Exercise task: Please gather every line in the entries below that contains the word "chimney". Case matters.

Records provided:

== == ==

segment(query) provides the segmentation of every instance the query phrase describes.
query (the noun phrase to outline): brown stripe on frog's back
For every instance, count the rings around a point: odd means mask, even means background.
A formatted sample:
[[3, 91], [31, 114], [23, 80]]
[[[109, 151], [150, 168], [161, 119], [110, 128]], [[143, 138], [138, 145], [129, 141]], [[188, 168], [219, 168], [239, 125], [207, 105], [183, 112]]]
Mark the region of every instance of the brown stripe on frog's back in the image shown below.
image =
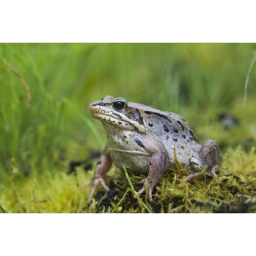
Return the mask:
[[144, 126], [142, 117], [138, 108], [132, 107], [128, 107], [123, 110], [122, 112], [129, 119], [137, 121], [140, 124]]
[[[155, 116], [157, 116], [160, 117], [162, 117], [165, 120], [168, 121], [171, 123], [172, 122], [176, 122], [178, 124], [181, 128], [181, 129], [184, 131], [185, 130], [186, 130], [190, 134], [192, 135], [193, 138], [196, 141], [198, 141], [198, 139], [197, 137], [194, 134], [194, 133], [192, 130], [190, 129], [190, 127], [184, 123], [182, 123], [181, 122], [180, 120], [175, 118], [174, 117], [172, 117], [169, 115], [165, 115], [163, 114], [160, 114], [160, 113], [158, 113], [157, 112], [153, 112], [153, 111], [144, 111], [144, 113], [145, 114], [153, 114]], [[182, 117], [181, 117], [181, 118], [182, 118]]]

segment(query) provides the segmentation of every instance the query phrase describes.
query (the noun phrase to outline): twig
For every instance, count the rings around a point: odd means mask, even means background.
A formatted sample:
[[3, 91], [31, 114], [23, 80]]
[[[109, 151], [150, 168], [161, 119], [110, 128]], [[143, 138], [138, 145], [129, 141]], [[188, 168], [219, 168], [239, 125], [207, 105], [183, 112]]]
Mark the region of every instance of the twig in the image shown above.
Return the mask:
[[6, 59], [4, 59], [3, 60], [5, 65], [21, 80], [22, 83], [25, 87], [25, 89], [27, 92], [27, 95], [28, 97], [28, 108], [30, 108], [31, 106], [31, 95], [30, 94], [30, 91], [28, 85], [27, 84], [27, 83], [26, 82], [24, 79], [22, 77], [22, 76], [10, 63], [7, 62]]
[[251, 63], [251, 64], [250, 64], [250, 67], [249, 67], [249, 69], [247, 74], [246, 80], [245, 81], [245, 96], [244, 98], [245, 104], [246, 101], [247, 100], [247, 87], [248, 86], [248, 82], [249, 81], [249, 78], [250, 78], [251, 71], [252, 66], [253, 66], [254, 64], [255, 60], [256, 60], [256, 50], [254, 50], [252, 52], [252, 53], [254, 54], [254, 57], [252, 58], [252, 60]]

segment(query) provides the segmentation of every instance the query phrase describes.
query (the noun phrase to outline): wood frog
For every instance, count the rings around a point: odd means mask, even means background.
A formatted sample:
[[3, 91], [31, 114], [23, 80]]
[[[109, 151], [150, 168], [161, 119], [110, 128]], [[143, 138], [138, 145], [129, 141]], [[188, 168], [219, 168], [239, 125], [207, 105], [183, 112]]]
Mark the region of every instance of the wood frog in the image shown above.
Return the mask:
[[147, 175], [138, 193], [145, 192], [147, 180], [149, 200], [152, 202], [153, 189], [161, 175], [174, 166], [175, 148], [178, 160], [191, 174], [185, 181], [198, 176], [205, 166], [205, 174], [217, 177], [222, 162], [217, 144], [208, 140], [200, 145], [185, 120], [177, 114], [109, 96], [91, 103], [89, 109], [107, 131], [107, 142], [93, 178], [82, 186], [92, 186], [89, 202], [98, 186], [109, 189], [106, 182], [111, 177], [106, 173], [112, 162], [118, 167], [124, 164], [128, 169]]

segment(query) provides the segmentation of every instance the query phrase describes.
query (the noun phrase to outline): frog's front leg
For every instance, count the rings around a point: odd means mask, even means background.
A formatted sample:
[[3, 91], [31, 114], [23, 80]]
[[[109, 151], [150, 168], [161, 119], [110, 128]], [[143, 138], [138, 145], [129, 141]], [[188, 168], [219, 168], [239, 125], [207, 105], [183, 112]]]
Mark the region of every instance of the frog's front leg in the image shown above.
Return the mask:
[[188, 169], [192, 174], [185, 180], [189, 180], [199, 175], [206, 165], [206, 174], [217, 177], [216, 173], [219, 170], [222, 162], [222, 155], [217, 143], [212, 140], [207, 140], [202, 146], [198, 144], [193, 152]]
[[141, 143], [141, 146], [152, 156], [148, 175], [145, 179], [142, 188], [138, 193], [140, 194], [146, 191], [146, 180], [148, 186], [149, 198], [149, 201], [151, 202], [153, 201], [152, 195], [153, 189], [166, 168], [168, 153], [162, 143], [150, 138], [142, 140]]
[[95, 189], [99, 186], [102, 185], [106, 190], [109, 190], [106, 185], [106, 182], [111, 180], [111, 178], [106, 175], [106, 174], [111, 166], [112, 160], [110, 155], [107, 151], [107, 148], [106, 146], [98, 160], [92, 179], [89, 183], [81, 186], [81, 188], [90, 185], [92, 186], [87, 201], [88, 203], [91, 199]]

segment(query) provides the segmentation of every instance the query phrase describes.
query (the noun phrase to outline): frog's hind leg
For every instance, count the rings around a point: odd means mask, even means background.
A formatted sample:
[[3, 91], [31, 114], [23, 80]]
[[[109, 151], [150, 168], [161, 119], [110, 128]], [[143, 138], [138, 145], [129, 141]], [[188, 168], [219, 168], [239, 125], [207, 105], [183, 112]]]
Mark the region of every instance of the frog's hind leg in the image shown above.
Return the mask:
[[217, 143], [212, 140], [207, 140], [202, 146], [201, 152], [205, 158], [207, 168], [205, 173], [216, 178], [216, 172], [221, 165], [222, 158]]
[[153, 139], [145, 138], [142, 140], [141, 142], [144, 149], [152, 156], [150, 159], [148, 175], [146, 179], [144, 180], [145, 181], [142, 188], [138, 192], [138, 193], [140, 194], [146, 191], [146, 182], [147, 181], [149, 199], [150, 202], [152, 202], [153, 201], [152, 194], [153, 189], [165, 170], [168, 153], [161, 143]]
[[207, 166], [204, 172], [213, 178], [217, 178], [216, 172], [221, 164], [222, 155], [216, 143], [212, 140], [208, 140], [202, 146], [198, 144], [195, 148], [188, 166], [190, 172], [192, 174], [185, 180], [187, 181], [197, 177], [204, 167]]

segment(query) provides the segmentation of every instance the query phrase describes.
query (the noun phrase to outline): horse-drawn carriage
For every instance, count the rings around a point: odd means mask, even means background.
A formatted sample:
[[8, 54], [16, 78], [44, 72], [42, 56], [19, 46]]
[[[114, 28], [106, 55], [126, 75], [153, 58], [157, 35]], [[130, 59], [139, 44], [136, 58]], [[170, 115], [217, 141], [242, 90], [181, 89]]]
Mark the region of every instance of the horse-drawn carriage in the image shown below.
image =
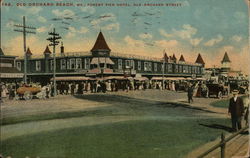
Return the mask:
[[224, 95], [228, 95], [228, 88], [222, 84], [209, 83], [206, 86], [208, 88], [208, 97], [214, 95], [217, 98], [222, 98]]
[[45, 99], [46, 93], [40, 87], [23, 86], [17, 89], [15, 96], [17, 100], [19, 99], [31, 100], [34, 97], [39, 99]]

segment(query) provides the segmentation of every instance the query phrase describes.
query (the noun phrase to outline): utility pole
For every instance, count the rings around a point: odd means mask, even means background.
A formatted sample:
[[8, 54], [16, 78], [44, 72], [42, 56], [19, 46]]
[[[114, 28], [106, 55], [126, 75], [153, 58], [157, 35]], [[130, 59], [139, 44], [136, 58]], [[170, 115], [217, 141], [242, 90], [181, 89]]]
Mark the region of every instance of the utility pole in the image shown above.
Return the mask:
[[49, 32], [49, 35], [52, 37], [47, 38], [51, 43], [49, 46], [53, 46], [53, 86], [54, 86], [54, 96], [56, 96], [56, 45], [59, 44], [59, 39], [61, 37], [56, 33], [56, 29], [53, 29], [53, 32]]
[[21, 30], [14, 29], [14, 31], [23, 33], [23, 49], [24, 49], [24, 79], [23, 79], [23, 81], [26, 84], [27, 83], [26, 34], [28, 34], [28, 33], [36, 34], [36, 32], [28, 30], [28, 29], [35, 30], [36, 28], [31, 27], [31, 26], [26, 26], [25, 16], [23, 16], [23, 24], [22, 25], [18, 24], [18, 25], [14, 25], [14, 26], [22, 28]]
[[166, 57], [165, 57], [165, 49], [163, 51], [163, 66], [162, 66], [162, 90], [165, 88], [165, 66], [166, 65]]

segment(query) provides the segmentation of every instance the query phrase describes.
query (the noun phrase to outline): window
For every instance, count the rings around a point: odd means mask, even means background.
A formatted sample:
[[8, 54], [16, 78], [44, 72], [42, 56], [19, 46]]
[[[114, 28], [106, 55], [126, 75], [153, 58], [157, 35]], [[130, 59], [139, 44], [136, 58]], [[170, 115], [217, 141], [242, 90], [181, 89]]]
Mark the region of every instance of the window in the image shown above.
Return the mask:
[[154, 71], [157, 72], [157, 63], [154, 63]]
[[17, 68], [19, 71], [21, 71], [21, 69], [22, 69], [22, 63], [21, 63], [21, 62], [17, 62], [17, 63], [16, 63], [16, 68]]
[[85, 58], [84, 59], [84, 68], [85, 69], [90, 69], [90, 59], [89, 58]]
[[188, 67], [188, 73], [192, 73], [192, 67], [191, 66]]
[[130, 66], [134, 70], [135, 69], [135, 62], [134, 60], [130, 60]]
[[152, 63], [151, 62], [144, 62], [144, 71], [152, 71]]
[[67, 69], [70, 69], [70, 59], [67, 60]]
[[61, 70], [65, 70], [66, 69], [66, 60], [65, 59], [61, 59]]
[[118, 59], [118, 69], [122, 69], [122, 59]]
[[125, 68], [130, 68], [130, 61], [129, 60], [125, 60]]
[[182, 73], [183, 70], [182, 70], [182, 65], [179, 65], [179, 72]]
[[70, 59], [70, 69], [75, 69], [76, 68], [76, 60], [75, 58]]
[[144, 71], [148, 71], [148, 62], [144, 62]]
[[152, 63], [151, 62], [148, 63], [148, 70], [152, 71]]
[[172, 64], [168, 64], [168, 72], [173, 72]]
[[125, 60], [125, 68], [135, 69], [135, 62], [134, 60]]
[[76, 58], [76, 69], [81, 69], [81, 68], [82, 68], [82, 59]]
[[41, 71], [41, 61], [36, 61], [36, 71]]
[[137, 64], [138, 64], [138, 65], [137, 65], [137, 69], [138, 69], [138, 70], [141, 70], [141, 61], [138, 61]]
[[50, 70], [54, 70], [54, 61], [50, 60]]

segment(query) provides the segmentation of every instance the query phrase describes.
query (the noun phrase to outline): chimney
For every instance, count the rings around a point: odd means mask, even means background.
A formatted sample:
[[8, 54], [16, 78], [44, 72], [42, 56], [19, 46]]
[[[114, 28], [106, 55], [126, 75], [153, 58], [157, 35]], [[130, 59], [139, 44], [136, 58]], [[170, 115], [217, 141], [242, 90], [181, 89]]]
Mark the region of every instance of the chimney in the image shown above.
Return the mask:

== == ==

Output for this exercise:
query (the noun phrase to outline): chimney
Mark the region of every instance of the chimney in the image shown above.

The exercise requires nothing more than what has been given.